_TASK ITEM_:
Nothing but an exact repeat of the entries below should appear in your answer.

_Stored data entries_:
----

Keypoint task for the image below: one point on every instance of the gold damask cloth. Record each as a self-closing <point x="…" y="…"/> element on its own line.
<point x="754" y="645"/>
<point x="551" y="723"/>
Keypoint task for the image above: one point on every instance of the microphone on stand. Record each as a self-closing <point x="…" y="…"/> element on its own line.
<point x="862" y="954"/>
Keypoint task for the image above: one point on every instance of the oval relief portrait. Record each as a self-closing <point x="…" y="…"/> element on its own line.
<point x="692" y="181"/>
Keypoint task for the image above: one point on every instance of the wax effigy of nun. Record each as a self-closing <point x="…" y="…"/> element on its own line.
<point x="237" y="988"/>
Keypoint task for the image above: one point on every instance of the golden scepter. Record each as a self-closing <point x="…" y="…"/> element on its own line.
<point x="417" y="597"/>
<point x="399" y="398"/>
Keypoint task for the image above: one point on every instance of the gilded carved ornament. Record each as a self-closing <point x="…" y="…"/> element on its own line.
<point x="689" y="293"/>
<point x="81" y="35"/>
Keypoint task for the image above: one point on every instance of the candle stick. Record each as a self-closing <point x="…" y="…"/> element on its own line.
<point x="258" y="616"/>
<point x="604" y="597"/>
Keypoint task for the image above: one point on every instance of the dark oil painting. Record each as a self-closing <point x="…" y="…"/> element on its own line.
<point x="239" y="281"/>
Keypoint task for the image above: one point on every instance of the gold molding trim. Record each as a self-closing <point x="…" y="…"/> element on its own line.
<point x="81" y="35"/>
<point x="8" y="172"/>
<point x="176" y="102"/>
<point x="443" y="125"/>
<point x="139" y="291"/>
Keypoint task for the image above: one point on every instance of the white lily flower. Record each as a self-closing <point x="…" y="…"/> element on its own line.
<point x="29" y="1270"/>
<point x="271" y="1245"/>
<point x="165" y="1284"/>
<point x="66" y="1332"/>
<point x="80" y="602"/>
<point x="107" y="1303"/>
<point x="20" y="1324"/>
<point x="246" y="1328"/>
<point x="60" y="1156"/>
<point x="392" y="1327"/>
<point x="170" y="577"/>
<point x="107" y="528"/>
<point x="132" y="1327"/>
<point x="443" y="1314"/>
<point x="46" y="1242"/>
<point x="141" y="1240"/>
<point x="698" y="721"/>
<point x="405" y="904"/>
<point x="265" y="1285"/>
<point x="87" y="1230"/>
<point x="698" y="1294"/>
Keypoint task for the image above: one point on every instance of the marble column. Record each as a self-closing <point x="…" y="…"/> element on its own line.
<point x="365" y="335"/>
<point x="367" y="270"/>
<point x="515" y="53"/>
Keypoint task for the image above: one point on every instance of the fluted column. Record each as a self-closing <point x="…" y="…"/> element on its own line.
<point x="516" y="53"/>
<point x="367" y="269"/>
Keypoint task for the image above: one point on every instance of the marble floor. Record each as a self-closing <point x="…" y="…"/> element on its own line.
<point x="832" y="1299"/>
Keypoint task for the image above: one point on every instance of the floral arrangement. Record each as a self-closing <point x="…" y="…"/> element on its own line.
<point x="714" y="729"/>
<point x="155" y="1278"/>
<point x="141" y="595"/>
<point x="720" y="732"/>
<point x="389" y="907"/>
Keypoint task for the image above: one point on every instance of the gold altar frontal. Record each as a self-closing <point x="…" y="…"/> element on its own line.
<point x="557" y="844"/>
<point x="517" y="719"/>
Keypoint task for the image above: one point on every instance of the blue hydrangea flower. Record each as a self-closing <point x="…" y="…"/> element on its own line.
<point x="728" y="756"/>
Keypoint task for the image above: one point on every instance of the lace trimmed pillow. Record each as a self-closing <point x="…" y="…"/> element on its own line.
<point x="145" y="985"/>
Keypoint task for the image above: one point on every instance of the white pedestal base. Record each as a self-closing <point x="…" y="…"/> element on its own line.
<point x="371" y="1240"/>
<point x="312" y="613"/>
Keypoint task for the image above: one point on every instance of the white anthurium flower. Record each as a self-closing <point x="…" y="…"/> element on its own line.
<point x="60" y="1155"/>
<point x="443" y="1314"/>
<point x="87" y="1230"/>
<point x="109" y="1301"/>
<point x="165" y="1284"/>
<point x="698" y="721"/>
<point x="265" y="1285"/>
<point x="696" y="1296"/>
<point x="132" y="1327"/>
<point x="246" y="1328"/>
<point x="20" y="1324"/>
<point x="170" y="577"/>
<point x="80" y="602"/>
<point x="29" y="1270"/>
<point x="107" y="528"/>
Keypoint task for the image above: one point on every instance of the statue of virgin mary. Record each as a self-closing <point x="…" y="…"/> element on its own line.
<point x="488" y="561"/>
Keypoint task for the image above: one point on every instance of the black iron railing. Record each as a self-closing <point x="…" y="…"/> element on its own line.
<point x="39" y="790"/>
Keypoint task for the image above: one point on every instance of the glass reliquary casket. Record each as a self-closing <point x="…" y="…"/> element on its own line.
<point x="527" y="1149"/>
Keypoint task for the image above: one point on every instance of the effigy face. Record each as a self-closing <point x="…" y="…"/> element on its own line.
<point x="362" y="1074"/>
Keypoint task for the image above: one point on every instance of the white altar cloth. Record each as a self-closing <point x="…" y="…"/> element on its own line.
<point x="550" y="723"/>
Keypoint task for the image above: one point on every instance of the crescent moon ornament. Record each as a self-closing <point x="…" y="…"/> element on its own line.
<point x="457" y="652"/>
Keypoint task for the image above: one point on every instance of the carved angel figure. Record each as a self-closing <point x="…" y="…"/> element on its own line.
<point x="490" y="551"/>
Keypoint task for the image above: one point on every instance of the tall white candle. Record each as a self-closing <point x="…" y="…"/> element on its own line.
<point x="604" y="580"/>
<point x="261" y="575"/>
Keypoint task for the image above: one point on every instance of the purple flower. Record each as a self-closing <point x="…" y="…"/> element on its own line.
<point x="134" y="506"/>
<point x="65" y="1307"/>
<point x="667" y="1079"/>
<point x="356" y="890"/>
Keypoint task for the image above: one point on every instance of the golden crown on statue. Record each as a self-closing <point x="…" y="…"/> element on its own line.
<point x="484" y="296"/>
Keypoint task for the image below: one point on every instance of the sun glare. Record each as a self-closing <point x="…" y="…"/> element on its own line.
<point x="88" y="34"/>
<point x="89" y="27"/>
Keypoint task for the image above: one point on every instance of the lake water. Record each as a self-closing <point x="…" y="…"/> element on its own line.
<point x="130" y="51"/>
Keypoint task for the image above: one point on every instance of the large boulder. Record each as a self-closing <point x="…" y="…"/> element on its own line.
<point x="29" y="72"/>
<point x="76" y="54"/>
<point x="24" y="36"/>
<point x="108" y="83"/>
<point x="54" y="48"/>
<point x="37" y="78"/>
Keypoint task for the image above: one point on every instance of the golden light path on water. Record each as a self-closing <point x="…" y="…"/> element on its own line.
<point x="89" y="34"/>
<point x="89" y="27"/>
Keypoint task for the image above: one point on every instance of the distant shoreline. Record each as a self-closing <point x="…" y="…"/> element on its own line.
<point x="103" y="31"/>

----

_ANSWER BOX_:
Keypoint task for the image below: one point on every instance of the gold damask cloth. Record each as a self-closing <point x="…" y="…"/> element on its own line.
<point x="754" y="645"/>
<point x="551" y="723"/>
Keypoint task for the image above: one point on every instance of the microphone on stand. Record each as a self-closing <point x="…" y="…"/> element on its own line.
<point x="862" y="954"/>
Keypoint task for the image above: one point on every instance of the oval relief portrait. Record each as a self-closing <point x="…" y="…"/> element on its own line.
<point x="692" y="181"/>
Keypoint task for the image above: one point on every instance of the wax effigy of nun. Record each as a self-closing <point x="…" y="…"/> element on its own line.
<point x="237" y="988"/>
Keypoint task for the image above: one point on every instance of the golden scepter. Record each as a self-closing <point x="…" y="…"/> element on its own line.
<point x="417" y="597"/>
<point x="399" y="398"/>
Keypoint task for the image above: one point on every instance of the gilded carved ornament. Record each as a self-closing <point x="…" y="…"/> element on its own line.
<point x="689" y="293"/>
<point x="81" y="35"/>
Keypoint task for the image above: one point on every instance of the candle stick. Record each as a self-closing <point x="…" y="…"/> element on its own line.
<point x="258" y="616"/>
<point x="604" y="597"/>
Keypoint task for the image above: one point on every instance of the dark oil painting. Record each as a self-closing <point x="…" y="…"/> element on its own line.
<point x="239" y="281"/>
Keypoint task for the image above: one point on every instance of the gold molding trim. Record each as a self-closing <point x="…" y="…"/> element on its own line.
<point x="81" y="35"/>
<point x="8" y="172"/>
<point x="176" y="102"/>
<point x="443" y="125"/>
<point x="139" y="291"/>
Keypoint task for the image above: one point on every instance of the white lily flower. Record each as a self-closing <point x="…" y="…"/> element on its own line.
<point x="29" y="1270"/>
<point x="271" y="1245"/>
<point x="165" y="1284"/>
<point x="66" y="1332"/>
<point x="80" y="602"/>
<point x="107" y="1303"/>
<point x="20" y="1324"/>
<point x="246" y="1328"/>
<point x="60" y="1156"/>
<point x="392" y="1327"/>
<point x="170" y="577"/>
<point x="107" y="528"/>
<point x="132" y="1327"/>
<point x="443" y="1314"/>
<point x="46" y="1242"/>
<point x="141" y="1240"/>
<point x="698" y="721"/>
<point x="405" y="904"/>
<point x="265" y="1285"/>
<point x="87" y="1230"/>
<point x="698" y="1294"/>
Keypoint task for the image above: one point on every instance of the marble column. Record each as a self-closing <point x="…" y="…"/> element on its own line.
<point x="365" y="335"/>
<point x="367" y="270"/>
<point x="515" y="53"/>
Keypoint task for the image above: one point on every instance of the fluted column. Record each as a self-closing <point x="…" y="…"/> element on its own line.
<point x="516" y="53"/>
<point x="367" y="269"/>
Keypoint task for the image above: one point on every instance of the marble floor. Record each as a self-closing <point x="…" y="…"/> element on its own line.
<point x="832" y="1299"/>
Keypoint task for the image above: one point on every instance of the floral arrangement. Record each as a self-closing <point x="…" y="…"/> element on its own line.
<point x="714" y="729"/>
<point x="155" y="1278"/>
<point x="141" y="595"/>
<point x="720" y="732"/>
<point x="389" y="907"/>
Keypoint task for the image above: one point on every instance of the gold altar frontal. Record each as a self-closing <point x="…" y="…"/> element on its own line.
<point x="557" y="844"/>
<point x="517" y="719"/>
Keypoint task for the image above: one point on every instance of the blue hydrangea flower. Record each as a self-closing <point x="…" y="…"/> element on its own line.
<point x="728" y="756"/>
Keypoint task for the image above: one point on every instance of the lace trimmed pillow. Record each as a self-closing <point x="…" y="…"/> element on its own line.
<point x="145" y="985"/>
Keypoint task for the image above: one point on every instance of the white pedestal base. Record each as a self-closing <point x="…" y="…"/> element on its own line.
<point x="371" y="1240"/>
<point x="312" y="613"/>
Keypoint task for the image above: one point on every instance of the white anthurium flower. Record each as a self-closing <point x="…" y="…"/> element on its own line.
<point x="60" y="1155"/>
<point x="443" y="1314"/>
<point x="87" y="1230"/>
<point x="109" y="1301"/>
<point x="165" y="1284"/>
<point x="698" y="721"/>
<point x="265" y="1285"/>
<point x="696" y="1296"/>
<point x="132" y="1327"/>
<point x="246" y="1328"/>
<point x="20" y="1324"/>
<point x="170" y="577"/>
<point x="80" y="602"/>
<point x="29" y="1270"/>
<point x="107" y="528"/>
Keypoint task for the image above: one point on every instance of the statue of virgin mary. Record each as a self-closing <point x="…" y="…"/> element on its own line.
<point x="488" y="561"/>
Keypoint task for the image above: one point on every instance of the black iron railing. Record each as a self-closing <point x="…" y="…"/> element on its own line.
<point x="39" y="790"/>
Keypoint task for the image above: one point on every instance of the glass reliquary casket. Record each as a self-closing <point x="…" y="…"/> element on its own line.
<point x="527" y="1149"/>
Keypoint task for the image above: one point on every instance of the effigy face. Record each as a self-closing <point x="…" y="…"/> element on its own line.
<point x="362" y="1074"/>
Keypoint task for the image above: one point on every instance of the white altar cloth. Record each as a self-closing <point x="…" y="…"/> element on its own line.
<point x="550" y="723"/>
Keypoint task for the image above: one point on every instance of the crescent moon ornament. Record each as a self-closing <point x="…" y="…"/> element on its own line.
<point x="457" y="652"/>
Keypoint task for the image above: one point on every instance of the carved angel figure. Record each as a self-closing <point x="…" y="…"/> element on its own line.
<point x="490" y="551"/>
Keypoint task for the image above: one point on every instance of the tall white candle. Record each as a self-closing <point x="…" y="…"/> element on its own line.
<point x="604" y="580"/>
<point x="261" y="575"/>
Keypoint task for the image above: one point on every instance of the purple flower. Record each as a self-closing <point x="…" y="…"/> element on its own line.
<point x="134" y="506"/>
<point x="65" y="1307"/>
<point x="667" y="1079"/>
<point x="356" y="890"/>
Keypoint task for the image above: one point on every instance of the golden crown on statue. Record each as a self-closing <point x="…" y="…"/> element on its own line.
<point x="484" y="296"/>
Keypoint task for the image below: one point on every instance of the sun glare. Record each as a self-closing <point x="…" y="…"/> element on its own line.
<point x="88" y="34"/>
<point x="89" y="27"/>
Keypoint task for the image above: one point on every instance of the lake water. Record each as a self-closing <point x="…" y="…"/> element on its own line.
<point x="130" y="51"/>
Keypoint task for the image above: one point on every instance of the large boulder. Record each as a self-closing <point x="…" y="…"/> element on its own line.
<point x="29" y="72"/>
<point x="76" y="54"/>
<point x="24" y="36"/>
<point x="108" y="83"/>
<point x="54" y="48"/>
<point x="37" y="78"/>
Keypoint task for the image above: one point on every instance of the golden light path on water. Record each as a self-closing <point x="…" y="…"/> element on its own line.
<point x="89" y="34"/>
<point x="89" y="27"/>
Keypoint task for the image above: one point on every instance of the distant shoreline. Record each as a self-closing <point x="…" y="…"/> element on its own line.
<point x="103" y="31"/>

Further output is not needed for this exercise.